*Exercise instructions*
Reproduce each of the items below word for word.

*Dataset records*
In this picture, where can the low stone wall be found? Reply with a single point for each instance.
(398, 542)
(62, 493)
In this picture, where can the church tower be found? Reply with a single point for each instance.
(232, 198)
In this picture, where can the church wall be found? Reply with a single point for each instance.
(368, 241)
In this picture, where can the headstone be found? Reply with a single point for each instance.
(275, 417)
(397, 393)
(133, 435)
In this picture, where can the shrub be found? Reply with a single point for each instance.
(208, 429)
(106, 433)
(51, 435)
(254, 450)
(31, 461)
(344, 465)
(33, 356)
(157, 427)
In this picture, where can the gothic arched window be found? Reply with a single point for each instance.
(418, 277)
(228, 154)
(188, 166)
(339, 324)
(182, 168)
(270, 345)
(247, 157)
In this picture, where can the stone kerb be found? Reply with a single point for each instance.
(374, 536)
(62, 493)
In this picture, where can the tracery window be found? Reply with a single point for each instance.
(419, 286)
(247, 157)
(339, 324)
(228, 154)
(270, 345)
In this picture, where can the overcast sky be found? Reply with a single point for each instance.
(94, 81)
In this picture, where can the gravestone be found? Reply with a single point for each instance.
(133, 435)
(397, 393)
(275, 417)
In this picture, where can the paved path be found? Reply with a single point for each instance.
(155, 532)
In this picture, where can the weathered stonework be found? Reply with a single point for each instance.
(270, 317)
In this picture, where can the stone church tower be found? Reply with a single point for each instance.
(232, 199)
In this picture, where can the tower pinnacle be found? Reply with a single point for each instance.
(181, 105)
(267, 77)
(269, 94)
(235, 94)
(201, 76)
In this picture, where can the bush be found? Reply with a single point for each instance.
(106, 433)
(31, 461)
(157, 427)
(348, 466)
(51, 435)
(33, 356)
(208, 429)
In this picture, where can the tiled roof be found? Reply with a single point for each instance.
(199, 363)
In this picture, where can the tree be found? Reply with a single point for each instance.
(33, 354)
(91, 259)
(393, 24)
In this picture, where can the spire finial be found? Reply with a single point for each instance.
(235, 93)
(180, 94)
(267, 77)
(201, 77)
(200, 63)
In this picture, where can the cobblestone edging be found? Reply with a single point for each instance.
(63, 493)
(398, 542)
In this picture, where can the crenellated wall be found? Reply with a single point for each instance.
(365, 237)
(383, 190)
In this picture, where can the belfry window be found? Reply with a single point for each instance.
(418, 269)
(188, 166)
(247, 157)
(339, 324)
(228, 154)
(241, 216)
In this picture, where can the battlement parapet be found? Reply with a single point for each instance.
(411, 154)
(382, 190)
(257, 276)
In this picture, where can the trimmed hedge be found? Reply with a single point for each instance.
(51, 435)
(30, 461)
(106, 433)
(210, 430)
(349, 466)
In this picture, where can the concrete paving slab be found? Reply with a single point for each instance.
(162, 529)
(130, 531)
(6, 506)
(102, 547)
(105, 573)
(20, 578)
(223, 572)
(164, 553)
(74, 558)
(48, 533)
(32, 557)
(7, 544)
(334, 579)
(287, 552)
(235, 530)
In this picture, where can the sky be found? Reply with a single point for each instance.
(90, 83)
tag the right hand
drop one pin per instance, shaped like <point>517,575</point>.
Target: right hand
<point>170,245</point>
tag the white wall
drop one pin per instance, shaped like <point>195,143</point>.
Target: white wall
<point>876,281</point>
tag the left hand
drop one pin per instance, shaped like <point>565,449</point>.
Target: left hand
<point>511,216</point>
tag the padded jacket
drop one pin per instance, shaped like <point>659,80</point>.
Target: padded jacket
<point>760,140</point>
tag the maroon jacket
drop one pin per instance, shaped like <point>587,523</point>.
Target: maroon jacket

*Finished answer*
In this picture, where can the low stone wall be found? Reply with a single point for each instance.
(398, 542)
(62, 493)
In this picture, where can the church tower be found? Reply with a single point for each instance.
(232, 198)
In this picture, where can the church wall be found? Reply with a single point for each instance.
(368, 241)
In this picture, where can the headstone be found? Reply with a single point for each instance.
(275, 417)
(397, 393)
(133, 435)
In this picture, where can the shrub be found? Reply with a single point for each instance.
(208, 429)
(106, 433)
(51, 435)
(254, 450)
(31, 461)
(344, 465)
(33, 356)
(157, 427)
In this picture, where can the gothic arched window be found? Reply with a single point for each instance.
(418, 277)
(228, 154)
(188, 166)
(339, 324)
(182, 168)
(270, 345)
(247, 157)
In this picture, where can the stone kerb be found? Reply with a single point for each instance.
(374, 536)
(62, 493)
In this picture, where can the tracery window be found? Reply with a single point for each instance.
(419, 286)
(247, 157)
(339, 324)
(228, 154)
(270, 345)
In this picture, where can the overcast sky be found? Reply with a single point for each instance.
(94, 81)
In this picture, where can the gravestone be found? Reply with a single point for each instance.
(133, 435)
(397, 393)
(275, 417)
In this picture, where can the paved path be found? Reply with a single point for each instance.
(155, 532)
In this picture, where can the weathered stonework be found? Reply with a single point for each instance.
(270, 317)
In this picture, where can the stone church tower be found? Reply with a single point for each instance.
(232, 199)
In this picture, where can the tower pinnacle be found? Reply with a single point for each instance.
(181, 105)
(267, 77)
(269, 94)
(235, 94)
(201, 76)
In this picture, where can the bush be found? Reply with a single point for each instance.
(106, 433)
(31, 461)
(157, 427)
(348, 466)
(51, 435)
(33, 356)
(208, 429)
In this picture, where can the tiled roof be found? Reply with a single point for each instance.
(199, 363)
In this picture, where can the tree be found? Reply with a single point for each instance.
(33, 354)
(91, 259)
(393, 24)
In this picture, where can the spire finial be found? Reply with a single point for each instance.
(235, 93)
(180, 94)
(267, 77)
(201, 77)
(200, 63)
In this picture, where can the cobblestone edging be found? Reply with a single point for each instance.
(63, 493)
(398, 542)
In this picture, where can the crenellated wall be found? Reply with a single point for each instance.
(365, 237)
(383, 190)
In this picture, where can the belfry window be found? Reply with a single point for each instance.
(418, 269)
(188, 166)
(247, 157)
(339, 324)
(228, 154)
(241, 216)
In this picture, where can the battlement parapet be found? Reply with a single point for each instance.
(411, 154)
(382, 190)
(257, 276)
In this picture, where can the trimmed hedge be found? Reply with a single point for each instance.
(51, 435)
(30, 461)
(106, 433)
(210, 430)
(349, 466)
In this picture, where can the concrete paving slab be found? Reply with a single point for each instance.
(162, 529)
(130, 531)
(6, 506)
(102, 547)
(105, 573)
(20, 578)
(223, 572)
(164, 553)
(74, 558)
(48, 533)
(32, 557)
(7, 544)
(334, 579)
(287, 552)
(235, 530)
In this picture, where can the sky be found? Reply with a single point for each instance.
(90, 83)
tag the right hand
drop one pin per instance, shaped like <point>517,575</point>.
Target: right hand
<point>170,245</point>
tag the white wall
drop one pin per instance, shaped like <point>195,143</point>.
Target: white wall
<point>876,281</point>
tag the left hand
drop one pin per instance, shaped like <point>565,449</point>.
Target: left hand
<point>511,216</point>
tag the padded jacket
drop one pin per instance, shaped like <point>659,80</point>.
Target: padded jacket
<point>760,140</point>
tag the maroon jacket
drop one pin per instance, shaped like <point>587,523</point>.
Target: maroon jacket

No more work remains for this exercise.